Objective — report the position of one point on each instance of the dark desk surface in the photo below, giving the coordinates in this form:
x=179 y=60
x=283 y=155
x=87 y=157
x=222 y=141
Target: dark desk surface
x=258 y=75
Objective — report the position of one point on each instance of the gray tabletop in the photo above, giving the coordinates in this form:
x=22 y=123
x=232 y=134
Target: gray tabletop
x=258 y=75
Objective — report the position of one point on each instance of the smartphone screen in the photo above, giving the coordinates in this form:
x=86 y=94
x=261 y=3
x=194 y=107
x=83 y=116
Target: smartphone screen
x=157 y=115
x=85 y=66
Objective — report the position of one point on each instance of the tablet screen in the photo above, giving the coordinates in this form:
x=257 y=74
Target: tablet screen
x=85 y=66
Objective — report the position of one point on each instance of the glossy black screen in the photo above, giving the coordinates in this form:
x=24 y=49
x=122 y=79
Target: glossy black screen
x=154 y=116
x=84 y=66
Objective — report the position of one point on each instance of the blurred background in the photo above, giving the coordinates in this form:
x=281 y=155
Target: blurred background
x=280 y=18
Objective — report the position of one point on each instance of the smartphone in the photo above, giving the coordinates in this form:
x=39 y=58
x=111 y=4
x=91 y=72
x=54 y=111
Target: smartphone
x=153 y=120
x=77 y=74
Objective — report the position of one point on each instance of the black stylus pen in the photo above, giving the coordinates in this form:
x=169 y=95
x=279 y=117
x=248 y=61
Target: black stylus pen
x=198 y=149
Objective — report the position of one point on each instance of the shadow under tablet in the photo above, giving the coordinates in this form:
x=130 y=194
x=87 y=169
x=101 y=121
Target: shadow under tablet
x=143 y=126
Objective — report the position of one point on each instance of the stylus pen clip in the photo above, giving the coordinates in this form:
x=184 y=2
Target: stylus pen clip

PROBLEM DETAILS
Convert all the entries above into a Markdown table with two columns, Row and Line. Give each line its own numbered row and omit blank lines.

EXPECTED ANSWER
| Row | Line |
|---|---|
| 1 | Objective — report the position of one point on each instance of the dark desk surface in the photo below, giving the coordinates in this form: |
| 2 | x=179 y=60 |
| 3 | x=283 y=155 |
| 4 | x=87 y=157 |
| 5 | x=222 y=141 |
| 6 | Target: dark desk surface |
| 7 | x=258 y=75 |
| 8 | Objective — report the position of one point on each instance of the gray tabletop in the photo above, giving the coordinates in this form: |
| 9 | x=22 y=123 |
| 10 | x=232 y=134 |
| 11 | Target: gray tabletop |
| 12 | x=258 y=75 |
| 13 | Objective — report the position of one point on each instance of the smartphone screen in the photo above, giving the coordinates in this form: |
| 14 | x=86 y=94 |
| 15 | x=261 y=3 |
| 16 | x=194 y=107 |
| 17 | x=83 y=116 |
| 18 | Target: smartphone screen |
| 19 | x=157 y=115 |
| 20 | x=85 y=66 |
| 21 | Objective — report the position of one point on each instance of the tablet screen in the photo above, giving the coordinates in this form: |
| 22 | x=257 y=74 |
| 23 | Target: tablet screen |
| 24 | x=85 y=66 |
| 25 | Objective — report the position of one point on each instance of the glossy black screen in the photo above, giving the coordinates in this form: |
| 26 | x=24 y=49 |
| 27 | x=122 y=79 |
| 28 | Target: glossy black screen |
| 29 | x=154 y=116 |
| 30 | x=84 y=66 |
| 31 | Objective — report the position of one point on each instance of the blurred background in the photo above, giving the coordinates in this form: |
| 32 | x=281 y=155 |
| 33 | Target: blurred background |
| 34 | x=280 y=18 |
| 35 | Objective — report the position of one point on each instance of the smartphone in the photo above, giving the coordinates in this form: |
| 36 | x=39 y=58 |
| 37 | x=111 y=4 |
| 38 | x=91 y=72 |
| 39 | x=54 y=111 |
| 40 | Target: smartphone |
| 41 | x=153 y=120 |
| 42 | x=77 y=74 |
| 43 | Objective — report the position of one point on each instance of the black stylus pen in the photo above, giving the coordinates in this form: |
| 44 | x=169 y=95 |
| 45 | x=279 y=117 |
| 46 | x=248 y=61 |
| 47 | Target: black stylus pen |
| 48 | x=198 y=149 |
| 49 | Objective — report the position of one point on each instance of the shadow under tablet in the photo above, giving the coordinates in this form: |
| 50 | x=130 y=194 |
| 51 | x=87 y=169 |
| 52 | x=101 y=121 |
| 53 | Target: shadow under tablet |
| 54 | x=143 y=126 |
| 55 | Objective — report the position of one point on each instance of the stylus pen clip in the photo above, giving the coordinates in this form: |
| 56 | x=184 y=2 |
| 57 | Target: stylus pen clip |